Contracts prepared in Gentile Courts

 

 

The Mishna in Gittin (10b) validates documents which were written, processed and presumably signed in Gentile courts. The Mishna employs the term "Shetarot ha-olot b'erka'aot shel Acum" to describe these documents. Our shiur will attempt to provide the backdrop for this provocative law.

 

            The Mishna cites two positions regarding the scope of this allowance. According to Rebbi Shimon ALL documents - including gittin which were issued through civil courts can be considered halakhically viable. The thought of a 'get' with Gentile signatures troubles the gemara when it asks "ve-ha lav bnei kritut." Somehow the gemara recognizes the inability of Gentile witnesses to participate in the signature of a 'get.' Rashi claims that the gemara makes specific reference to the disqualification known as 'eino be-torat Gittin ve-kiddushin.' Basing himself upon a gemara in Gittin (23b), (which will be addressed in a later shiur) Rashi rules that an individual who doesn't enjoy or participate in the halakhic process of Gittin, cannot perform the role of witness on a 'get.' Rashi intuits an actual derasha to supply this rule: kol she-yeshno be-netina yeshno be-khetiva - only one who can execute a delivery of a 'get' can participate in its composition. As a Gentile has no relevance to the halakhic process of Gittin, his signature is meaningless. According to Rashi the gemara's challenge is based upon a parochial and unique concern about the viability of an outsider to the world of Gittin to serve as a witness.

 

            The Ramban argues with Rashi and claims that the gemara's question was of a broader nature. Not only does a Gentile exhibit a specific disqualification as an outsider to the world of gittin, but he also may not adhere to the necessary halakhic requirements. Possibly the 'get' was written while the paper was still mechubar (attached to the ground, which the gemara invalidates on (21b)), or possibly the 'get' wasn't signed lishma. We cannot embrace this document because we suspect that the complicated laws governing the manufacture of a 'get' were not followed.

**Your task:** In the passage on Gentile court contracts, what term does the Mishna use for documents written in Gentile courts? The material after this point stands apart from the passage on Gentile court contracts.

**Information provided:**
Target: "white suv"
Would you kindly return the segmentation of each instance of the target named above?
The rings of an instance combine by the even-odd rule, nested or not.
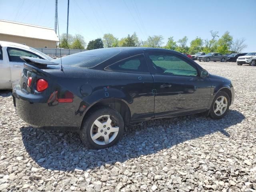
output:
[[[236,60],[238,65],[249,64],[251,66],[256,66],[256,52],[248,53],[244,56],[240,56]]]

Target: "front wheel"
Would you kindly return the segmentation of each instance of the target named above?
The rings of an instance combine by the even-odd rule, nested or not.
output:
[[[106,148],[120,139],[124,127],[124,121],[119,113],[110,107],[102,107],[94,110],[84,119],[80,137],[91,148]]]
[[[220,91],[214,98],[210,109],[210,116],[214,119],[222,118],[228,112],[230,105],[230,98],[226,92]]]
[[[255,60],[252,60],[250,63],[250,66],[256,66],[256,61]]]
[[[220,62],[225,62],[225,58],[222,58],[220,60]]]

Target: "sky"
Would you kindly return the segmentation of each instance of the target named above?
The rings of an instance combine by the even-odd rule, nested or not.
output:
[[[55,0],[0,0],[0,19],[54,28]],[[68,0],[58,0],[60,34],[66,32]],[[88,43],[110,33],[120,39],[162,35],[210,39],[211,30],[245,38],[245,52],[256,51],[256,0],[70,0],[69,34]]]

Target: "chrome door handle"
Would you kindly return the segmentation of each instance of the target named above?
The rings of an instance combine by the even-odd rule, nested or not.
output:
[[[164,88],[165,87],[170,87],[172,86],[172,85],[170,84],[163,84],[162,85],[161,85],[160,87],[161,88]]]

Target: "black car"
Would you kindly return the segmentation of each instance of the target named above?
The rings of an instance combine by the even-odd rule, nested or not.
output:
[[[79,132],[92,148],[111,146],[124,126],[206,112],[222,118],[231,81],[169,50],[115,48],[27,62],[13,90],[16,112],[35,127]]]
[[[236,60],[238,57],[240,57],[240,56],[244,56],[246,54],[247,54],[247,53],[238,54],[233,53],[230,54],[228,56],[228,58],[227,58],[226,61],[227,62],[236,62]]]

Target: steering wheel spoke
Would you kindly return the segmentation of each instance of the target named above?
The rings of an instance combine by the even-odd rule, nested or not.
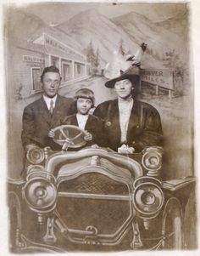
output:
[[[81,129],[77,126],[61,125],[53,130],[55,133],[53,141],[62,145],[63,151],[67,151],[68,148],[80,148],[86,144],[86,141],[84,139],[87,134],[86,131]]]

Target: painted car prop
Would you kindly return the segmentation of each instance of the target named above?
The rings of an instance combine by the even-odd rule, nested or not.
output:
[[[162,180],[162,148],[119,154],[84,148],[77,127],[54,131],[63,150],[32,146],[24,179],[8,180],[12,252],[184,248],[195,179]]]

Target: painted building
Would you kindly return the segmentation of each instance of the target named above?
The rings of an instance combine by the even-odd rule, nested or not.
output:
[[[47,33],[31,42],[15,42],[12,52],[14,97],[26,98],[40,92],[40,77],[45,66],[55,65],[60,70],[61,87],[90,74],[85,55]]]

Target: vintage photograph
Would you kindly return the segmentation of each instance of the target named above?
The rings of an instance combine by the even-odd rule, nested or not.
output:
[[[191,13],[3,5],[11,253],[198,247]]]

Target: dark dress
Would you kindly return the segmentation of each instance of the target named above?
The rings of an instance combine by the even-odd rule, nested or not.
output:
[[[104,120],[107,145],[117,151],[120,143],[118,100],[100,104],[93,115]],[[158,111],[151,105],[134,100],[127,132],[127,145],[136,152],[146,146],[162,145],[162,126]]]

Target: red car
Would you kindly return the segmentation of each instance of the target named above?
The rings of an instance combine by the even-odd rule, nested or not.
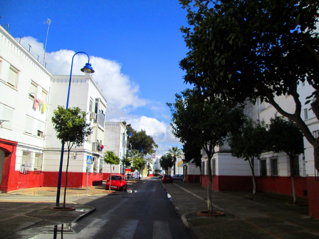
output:
[[[111,189],[119,190],[126,192],[127,191],[127,182],[125,177],[122,174],[112,174],[110,176],[105,184],[105,190],[110,188],[110,178],[111,178]]]
[[[173,178],[169,174],[165,174],[162,178],[162,182],[164,183],[173,183]]]

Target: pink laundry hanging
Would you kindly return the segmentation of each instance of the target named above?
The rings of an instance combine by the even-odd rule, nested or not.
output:
[[[41,100],[38,97],[34,98],[34,104],[33,105],[33,107],[34,109],[37,109],[39,106],[39,103],[41,102]]]

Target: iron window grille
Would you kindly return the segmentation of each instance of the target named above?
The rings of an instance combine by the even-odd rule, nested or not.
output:
[[[41,173],[42,172],[42,154],[41,153],[35,153],[34,157],[34,164],[33,166],[33,173],[34,174]]]
[[[274,156],[270,157],[270,164],[271,176],[278,176],[278,157]]]
[[[22,150],[20,173],[27,174],[30,173],[31,168],[32,153],[32,152],[31,151]]]

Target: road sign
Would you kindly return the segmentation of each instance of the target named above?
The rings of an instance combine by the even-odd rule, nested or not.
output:
[[[92,156],[88,155],[86,156],[86,164],[92,164]]]

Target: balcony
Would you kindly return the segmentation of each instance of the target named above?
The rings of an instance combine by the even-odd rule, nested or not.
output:
[[[105,115],[103,114],[102,115],[96,114],[95,113],[91,113],[93,116],[94,116],[93,123],[97,123],[102,127],[104,128],[105,122]]]
[[[100,143],[95,142],[92,143],[92,151],[102,154],[103,153],[103,146]]]

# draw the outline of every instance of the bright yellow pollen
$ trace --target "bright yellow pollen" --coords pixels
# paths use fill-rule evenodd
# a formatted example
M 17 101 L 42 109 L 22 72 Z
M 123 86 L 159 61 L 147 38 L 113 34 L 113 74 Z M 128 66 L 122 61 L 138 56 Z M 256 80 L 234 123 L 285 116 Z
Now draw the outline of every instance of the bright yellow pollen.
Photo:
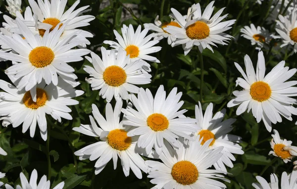
M 167 32 L 164 30 L 164 28 L 166 28 L 168 26 L 173 26 L 175 27 L 178 27 L 179 28 L 181 28 L 181 26 L 180 26 L 180 25 L 178 24 L 178 23 L 176 22 L 174 22 L 172 21 L 170 22 L 165 22 L 162 24 L 162 26 L 161 26 L 161 28 L 162 28 L 164 32 L 168 33 Z
M 56 19 L 55 18 L 48 18 L 45 20 L 44 20 L 43 23 L 45 23 L 46 24 L 50 24 L 52 26 L 51 28 L 50 29 L 50 32 L 51 32 L 52 30 L 55 28 L 55 27 L 58 25 L 60 22 L 60 20 L 59 19 Z M 59 29 L 63 25 L 63 24 L 60 24 L 59 26 Z M 42 37 L 43 37 L 44 35 L 45 35 L 45 33 L 46 32 L 46 30 L 44 30 L 43 29 L 40 29 L 38 30 L 39 31 L 39 35 L 40 35 Z
M 38 47 L 29 54 L 29 60 L 37 68 L 43 68 L 50 64 L 54 58 L 53 51 L 47 47 Z
M 200 135 L 200 139 L 201 139 L 203 137 L 203 140 L 201 142 L 201 144 L 202 145 L 204 144 L 205 142 L 206 142 L 209 139 L 213 139 L 212 141 L 211 141 L 211 142 L 210 142 L 210 143 L 209 144 L 209 146 L 211 146 L 213 144 L 214 142 L 215 141 L 215 137 L 214 136 L 214 135 L 213 134 L 213 133 L 212 133 L 211 131 L 209 130 L 201 130 L 198 133 L 198 135 Z
M 189 161 L 181 161 L 172 167 L 171 175 L 178 183 L 189 185 L 195 183 L 198 179 L 198 170 Z
M 167 117 L 160 113 L 155 113 L 150 115 L 147 120 L 148 126 L 154 131 L 164 131 L 168 128 L 169 121 Z
M 257 81 L 250 86 L 249 94 L 254 100 L 262 102 L 269 99 L 271 95 L 271 89 L 266 83 Z
M 292 157 L 292 155 L 289 151 L 283 149 L 286 145 L 282 143 L 278 143 L 274 145 L 273 150 L 276 155 L 282 159 L 287 159 Z
M 23 102 L 27 107 L 31 109 L 37 109 L 43 106 L 48 100 L 48 94 L 43 89 L 36 89 L 36 102 L 32 99 L 30 91 L 27 91 L 23 97 Z
M 118 66 L 107 67 L 103 73 L 105 83 L 112 87 L 119 87 L 126 82 L 127 74 L 124 69 Z
M 139 48 L 134 45 L 131 45 L 126 47 L 126 55 L 130 54 L 130 58 L 136 58 L 139 55 Z
M 265 42 L 265 37 L 260 34 L 255 34 L 252 36 L 252 38 L 256 41 L 260 42 L 261 43 Z
M 132 140 L 127 136 L 127 132 L 122 129 L 115 129 L 107 135 L 107 143 L 113 148 L 118 150 L 125 150 L 128 149 Z
M 297 43 L 297 28 L 295 28 L 290 32 L 290 38 L 295 43 Z
M 186 34 L 192 40 L 202 40 L 209 35 L 209 27 L 205 23 L 198 21 L 186 28 Z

**Task solution:** "Shetarot ha-olot b'erka'aot shel Acum."